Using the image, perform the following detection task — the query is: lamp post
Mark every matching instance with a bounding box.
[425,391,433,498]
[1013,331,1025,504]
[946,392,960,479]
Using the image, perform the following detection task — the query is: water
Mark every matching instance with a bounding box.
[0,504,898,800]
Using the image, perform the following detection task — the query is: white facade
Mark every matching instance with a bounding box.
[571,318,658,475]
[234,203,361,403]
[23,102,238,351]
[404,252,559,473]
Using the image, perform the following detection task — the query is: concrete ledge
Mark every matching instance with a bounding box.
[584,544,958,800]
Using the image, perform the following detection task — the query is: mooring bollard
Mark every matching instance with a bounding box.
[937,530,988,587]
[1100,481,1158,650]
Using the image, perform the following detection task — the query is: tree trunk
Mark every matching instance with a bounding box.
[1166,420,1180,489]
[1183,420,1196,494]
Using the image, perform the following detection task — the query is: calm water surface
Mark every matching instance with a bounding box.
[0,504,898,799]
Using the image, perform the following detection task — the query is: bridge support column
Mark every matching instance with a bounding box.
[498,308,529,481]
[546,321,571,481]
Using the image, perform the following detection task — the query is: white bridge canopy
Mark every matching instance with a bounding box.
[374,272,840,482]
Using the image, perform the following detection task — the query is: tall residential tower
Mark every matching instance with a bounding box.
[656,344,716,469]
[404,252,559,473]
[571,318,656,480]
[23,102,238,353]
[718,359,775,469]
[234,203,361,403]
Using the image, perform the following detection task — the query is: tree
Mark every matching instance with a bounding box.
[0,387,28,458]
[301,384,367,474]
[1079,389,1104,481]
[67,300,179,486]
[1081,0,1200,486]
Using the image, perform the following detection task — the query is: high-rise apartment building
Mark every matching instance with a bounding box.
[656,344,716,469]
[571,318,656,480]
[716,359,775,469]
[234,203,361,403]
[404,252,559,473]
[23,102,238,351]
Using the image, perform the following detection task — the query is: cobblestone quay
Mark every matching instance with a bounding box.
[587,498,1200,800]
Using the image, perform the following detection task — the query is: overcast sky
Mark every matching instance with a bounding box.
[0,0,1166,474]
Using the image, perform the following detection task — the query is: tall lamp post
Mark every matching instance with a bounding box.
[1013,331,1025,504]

──────

> [Directive]: Revise the material above so that every occurrence of "detection task" reads "localization task", and leave everything else as it stands.

> [Correct output]:
Using the image, perform the following localization task — the query is: lamp post
Mark every matching instance with a bounding box.
[425,391,433,498]
[1013,331,1025,504]
[946,392,960,479]
Using the image, perform the following localization task — the query is: water
Mark every matching instance with a bounding box.
[0,504,898,800]
Using the image, perform the following localization task — the query is: white facade
Mark every matching instance with a bounding box.
[571,318,658,475]
[234,203,361,403]
[23,102,238,351]
[404,252,559,473]
Using the image, perform the following localization task — the query is: concrete ledge
Mark every matching instance with a bounding box.
[584,544,958,800]
Using the image, perform the following localization task — the query is: mooring bollard
Mark every matching instance with a bounding box.
[937,530,988,587]
[1100,481,1158,650]
Using the image, perform the following localization task — the query is: tree trunk
Mark every matching instance with a bounding box.
[1166,420,1180,489]
[1183,420,1196,494]
Using the image, perform the following localization task — the query is: calm water surface
Mark every matching instance with a bounding box.
[0,504,898,799]
Using the image, perform the following localization task — the query is: bridge support column
Mark every matching instance with a bounding box.
[498,308,529,481]
[546,321,571,481]
Using the image, perform the following localization task — the query is: white bridge canopy
Mark every matching instance with a bounding box.
[374,272,840,482]
Using the image, perform the following localization task — the query is: tall residential tower
Mark every matching instance with a bounding box.
[656,344,716,469]
[404,252,559,473]
[571,318,656,480]
[23,102,238,353]
[718,359,775,469]
[234,203,361,403]
Using the image, perform the following localization task — the query is: tree
Mark every matching instance with a bounding box.
[0,387,28,458]
[301,384,367,474]
[1079,389,1104,481]
[67,300,179,486]
[1081,0,1200,486]
Using the image, perform the following localization task — the query is: high-rise apartment building
Mark every matching instance with a bounding box.
[656,344,716,469]
[571,318,656,480]
[716,359,775,469]
[234,203,361,403]
[404,252,559,473]
[23,102,238,351]
Using the image, perform the following localization task — the query is: cobblestone quay
Mark every matching instance with a bounding box.
[587,498,1200,800]
Using the image, perform the following localization task — the query is: overcast sky
Mark every matching instance with a bounding box.
[0,0,1166,474]
Using the image, perform the following localization task — the query is: tall lamp post
Mark every matching instance with a bounding box.
[1013,331,1025,504]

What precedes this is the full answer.